### SELECTED EXTRACT
Interpreting Flow Results

There are several data points when your Flow report is rendered. We show you to the Top 25 occurrences which captures the large majority of paths that users take. This means if a user doesn't perform one of the Top 25 occurrence steps they will not be visible or counted in the results.

Main Node Numbers

The primary nodes are the deep blue boxes at each step of a Flow. We will display the % of users who performed that event as their Nth step in the flow. We will also display the absolute value of the selected Calculation Method (Uniques or Totals).

Screenshot 2026-06-03 at 16.56.56.png

Example: 57.4% of users went from invoke_workflow Chatbot to Classify Intent as their 2nd step. This equates to 983 unique users.

Example: 18.6% of users go from invoke_workflow Chatbot to gemini-3-flash-preview as their 2nd step. This equates to 319 unique users.

Vertically on every step the percentages will add up to about 100% (depending on rounding errors).


Others Node

By default we show Main Nodes with a significant number of users, we bucket the next group into an 'Other' node. This has less popular events and can be expanded if you need more details.

Left click on the Other Node and either "Add Row of events" or select the specific event you want to take out of 'Other'.

Screenshot 2026-06-03 at 17.04.01.png

Drop Off Node

This node communicates the % and absolute number of users who did not perform any more events after the previous step. This can be interpreted as they bounced from the experience entirely.

Drop Off will be the solid black node and visible at the bottom of each step of the Flow. We also display a final Drop Off node beneath the final conversion event. The number in the final Drop Off node represents users who never achieved the Ending Event in the timeframe of the Flow.

What if the step has no Drop Off node?

This means that no users were lost on this step. It's not uncommon but shouldn't occur often as users can exist experiences at anytime most often.


Prompting Kubit Through MCP

When using Kubit through MCP, you create Flow reports by describing the starting or ending event and what journey you want to explore. The MCP server translates your request into the appropriate flow configuration.

### RECORD EXTRACTS
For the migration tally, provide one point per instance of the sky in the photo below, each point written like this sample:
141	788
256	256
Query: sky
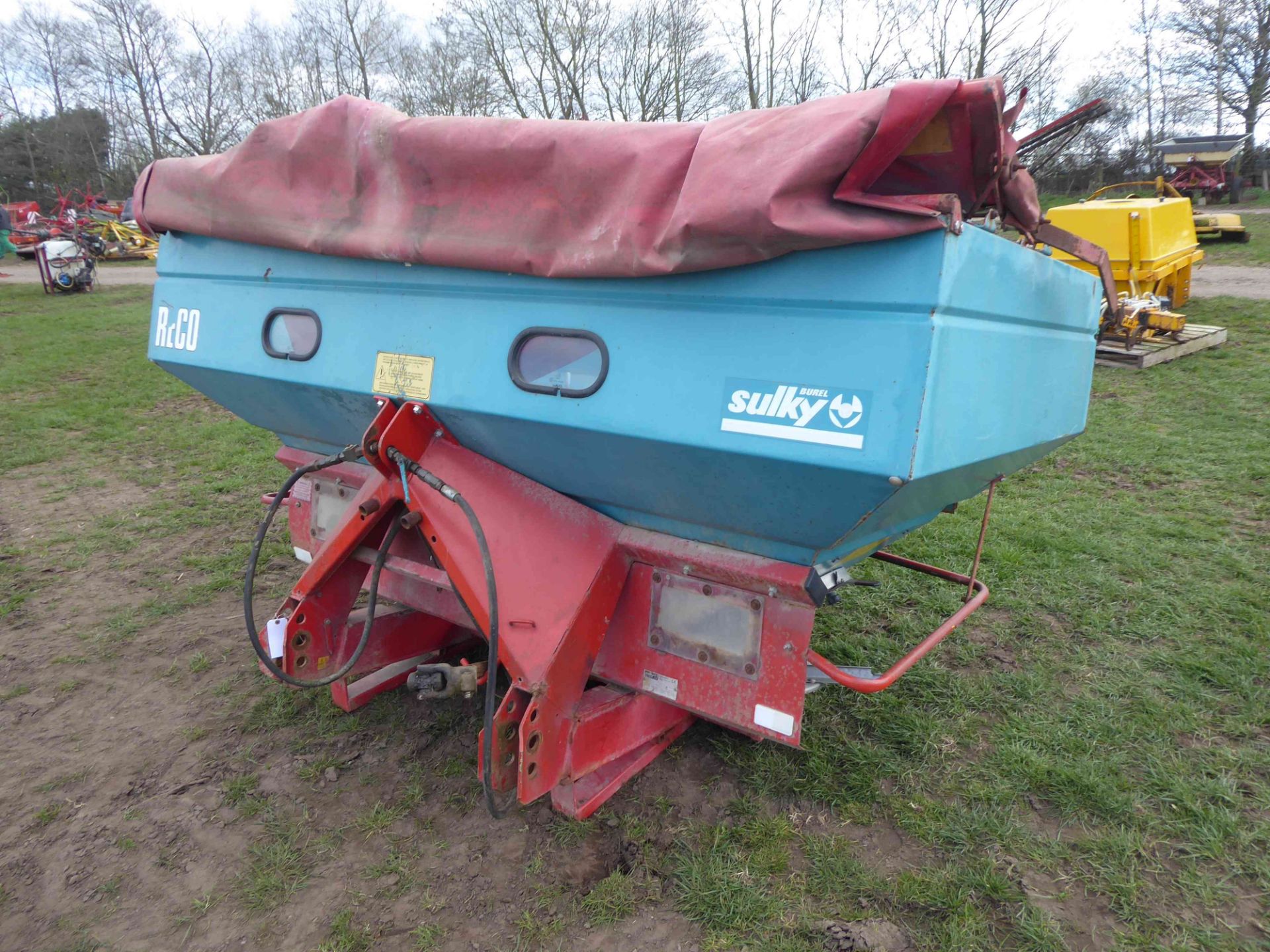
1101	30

==

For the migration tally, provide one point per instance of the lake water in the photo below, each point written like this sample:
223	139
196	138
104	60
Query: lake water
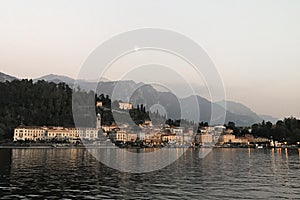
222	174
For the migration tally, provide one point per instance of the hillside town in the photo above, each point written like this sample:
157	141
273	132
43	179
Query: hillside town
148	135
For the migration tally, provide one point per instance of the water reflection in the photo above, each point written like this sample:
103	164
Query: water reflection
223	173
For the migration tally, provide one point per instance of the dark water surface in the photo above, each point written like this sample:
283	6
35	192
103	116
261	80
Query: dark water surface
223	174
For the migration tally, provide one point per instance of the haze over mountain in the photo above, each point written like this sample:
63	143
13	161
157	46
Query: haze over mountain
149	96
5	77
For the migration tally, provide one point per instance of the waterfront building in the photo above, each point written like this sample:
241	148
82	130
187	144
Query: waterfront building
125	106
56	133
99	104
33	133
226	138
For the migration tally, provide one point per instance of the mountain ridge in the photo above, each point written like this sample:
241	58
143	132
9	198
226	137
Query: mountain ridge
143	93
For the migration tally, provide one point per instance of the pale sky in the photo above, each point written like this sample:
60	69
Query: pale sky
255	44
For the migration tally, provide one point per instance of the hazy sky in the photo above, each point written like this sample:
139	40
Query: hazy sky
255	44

--

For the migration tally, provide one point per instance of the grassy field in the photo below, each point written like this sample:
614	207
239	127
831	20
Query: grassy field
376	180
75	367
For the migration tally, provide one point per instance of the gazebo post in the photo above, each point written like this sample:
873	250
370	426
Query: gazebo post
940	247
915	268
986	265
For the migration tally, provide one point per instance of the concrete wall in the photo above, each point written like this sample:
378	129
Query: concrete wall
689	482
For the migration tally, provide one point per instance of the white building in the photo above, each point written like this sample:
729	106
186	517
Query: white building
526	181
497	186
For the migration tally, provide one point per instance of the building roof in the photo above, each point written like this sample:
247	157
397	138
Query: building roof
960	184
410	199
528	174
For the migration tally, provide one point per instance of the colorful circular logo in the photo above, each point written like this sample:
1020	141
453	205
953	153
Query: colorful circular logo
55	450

### PROBLEMS AND TASKS
**a.** Translate this sentence from the Flow results guide into Spanish: "The primary nodes are the deep blue boxes at each step of a Flow."
**b.** Resume the Flow results guide after its last sentence, carrying on the section about prompting Kubit through MCP.
The listing is separate material from the Flow results guide.

### RESULTS OF THE TASKS
**a.** Los nodos principales son los recuadros azul oscuro en cada paso de un Flow.

**b.**
Effective Prompts

A good Flow prompt specifies:

  1. Direction — forward ("from [event]") or backward ("to [event]")

  2. Starting or ending event — the anchor point of the flow

  3. Subject (if not User) — what entity to track

  4. Date range — the time window

  5. Max steps (if not default) — how deep to trace the journey

  6. Display mode (if not Sankey) — "top paths" for a ranked list

Examples by Complexity

Simple — forward flow from an event:

"Show me a flow from user prompt over the last 7 days"

Medium — backward flow with breakdown:

"What events lead to a checkout error? Show me a backward flow to 'checkout_error', broken down by platform"

Advanced — specific steps and adjustments:

"Create a forward flow from intent classification with 6 steps, counting unique traces, for the last 30 days"

Specialized — top paths view:

"List the top paths users take from search to purchase over the last 14 days"

Tips

  • Say "from [event]" for forward flows and "to [event]" or "leading to [event]" for backward flows.

  • Default direction is Forward if not specified.

  • Say "top paths" to switch from Sankey to the ranked path list.

  • Max steps defaults to 4. Say "with N steps" to override (range: 2–15).

  • Flow does not support Compare — use a date range filter to isolate time periods instead.